:: THE INPUT ::

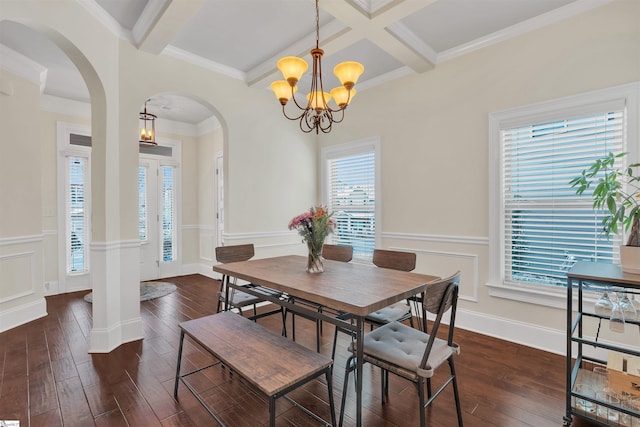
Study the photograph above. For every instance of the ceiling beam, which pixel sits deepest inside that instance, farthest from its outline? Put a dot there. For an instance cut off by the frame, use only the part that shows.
(161, 20)
(353, 24)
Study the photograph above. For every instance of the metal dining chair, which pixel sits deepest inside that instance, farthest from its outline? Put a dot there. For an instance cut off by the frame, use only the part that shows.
(238, 299)
(398, 312)
(342, 253)
(413, 354)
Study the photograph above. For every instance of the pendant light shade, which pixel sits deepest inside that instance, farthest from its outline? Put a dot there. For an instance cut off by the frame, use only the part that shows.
(348, 73)
(147, 127)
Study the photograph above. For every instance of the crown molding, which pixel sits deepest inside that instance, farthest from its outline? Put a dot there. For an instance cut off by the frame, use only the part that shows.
(23, 67)
(562, 13)
(107, 20)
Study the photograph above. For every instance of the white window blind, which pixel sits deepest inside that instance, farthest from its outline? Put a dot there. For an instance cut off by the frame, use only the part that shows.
(352, 196)
(168, 213)
(547, 227)
(142, 203)
(76, 209)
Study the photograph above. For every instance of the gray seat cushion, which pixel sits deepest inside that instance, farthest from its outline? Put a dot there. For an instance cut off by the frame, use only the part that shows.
(402, 346)
(389, 314)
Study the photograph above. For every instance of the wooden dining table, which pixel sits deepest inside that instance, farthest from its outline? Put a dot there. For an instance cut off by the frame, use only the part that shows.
(353, 288)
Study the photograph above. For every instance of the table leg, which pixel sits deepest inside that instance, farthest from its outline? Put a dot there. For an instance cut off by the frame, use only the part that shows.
(175, 387)
(359, 360)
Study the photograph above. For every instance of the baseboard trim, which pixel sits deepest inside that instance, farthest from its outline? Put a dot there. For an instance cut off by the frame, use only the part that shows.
(22, 314)
(104, 340)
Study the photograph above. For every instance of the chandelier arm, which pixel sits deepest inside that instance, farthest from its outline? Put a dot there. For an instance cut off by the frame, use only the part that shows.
(284, 112)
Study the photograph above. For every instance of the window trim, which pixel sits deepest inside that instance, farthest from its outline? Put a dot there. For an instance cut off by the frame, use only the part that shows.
(349, 149)
(572, 105)
(80, 280)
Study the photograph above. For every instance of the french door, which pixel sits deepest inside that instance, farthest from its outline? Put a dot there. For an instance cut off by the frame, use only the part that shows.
(157, 218)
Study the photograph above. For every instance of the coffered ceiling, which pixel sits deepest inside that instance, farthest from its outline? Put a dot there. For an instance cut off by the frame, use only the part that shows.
(244, 38)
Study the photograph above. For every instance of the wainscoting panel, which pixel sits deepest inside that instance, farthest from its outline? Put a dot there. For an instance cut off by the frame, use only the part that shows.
(440, 263)
(207, 244)
(18, 276)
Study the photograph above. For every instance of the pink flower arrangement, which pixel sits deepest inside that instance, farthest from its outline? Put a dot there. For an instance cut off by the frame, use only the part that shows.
(314, 226)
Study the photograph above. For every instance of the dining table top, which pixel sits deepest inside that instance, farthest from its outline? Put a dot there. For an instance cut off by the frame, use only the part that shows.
(351, 287)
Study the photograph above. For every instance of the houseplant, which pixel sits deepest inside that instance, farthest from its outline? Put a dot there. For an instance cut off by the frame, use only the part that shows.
(314, 225)
(617, 191)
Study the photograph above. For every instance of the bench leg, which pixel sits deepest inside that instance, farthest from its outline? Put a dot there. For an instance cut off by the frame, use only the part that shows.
(175, 387)
(272, 411)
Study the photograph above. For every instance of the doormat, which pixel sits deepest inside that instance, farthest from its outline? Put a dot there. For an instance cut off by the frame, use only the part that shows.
(148, 290)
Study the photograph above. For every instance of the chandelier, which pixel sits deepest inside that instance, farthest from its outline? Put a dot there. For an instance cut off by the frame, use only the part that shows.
(317, 114)
(147, 127)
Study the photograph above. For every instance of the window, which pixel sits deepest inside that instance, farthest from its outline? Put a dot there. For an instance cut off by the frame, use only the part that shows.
(540, 227)
(168, 213)
(74, 206)
(351, 189)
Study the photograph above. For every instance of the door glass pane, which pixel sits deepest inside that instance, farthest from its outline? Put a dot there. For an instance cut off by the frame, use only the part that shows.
(76, 208)
(142, 203)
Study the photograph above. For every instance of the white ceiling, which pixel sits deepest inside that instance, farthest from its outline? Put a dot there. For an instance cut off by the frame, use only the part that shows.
(244, 38)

:::

Write the lines out verbatim, from the one with "the window, which" through the last line of the entries, and stop there.

RESPONSE FOR THIS EXERCISE:
Study the photograph above. For every instance of the window, which pixel sits deepest inside that instance, farthest from its outline? Put a dot there. For an instance cut off by the frame, use only the part that shows.
(540, 227)
(168, 213)
(74, 206)
(351, 189)
Study the photograph above. For every instance of the door glass pane, which pixel sits deepest inside that instance, farthest from its outline? Put a dot there. For an instance cut off by the frame, use only the part that shows.
(76, 208)
(142, 203)
Study the photograph above. For every instance of the white ceiling, which pixel sits deepest inside that instance, farthest from its outline? Put a dot there. For an instance cut off by the frame, use only the part that shows.
(244, 38)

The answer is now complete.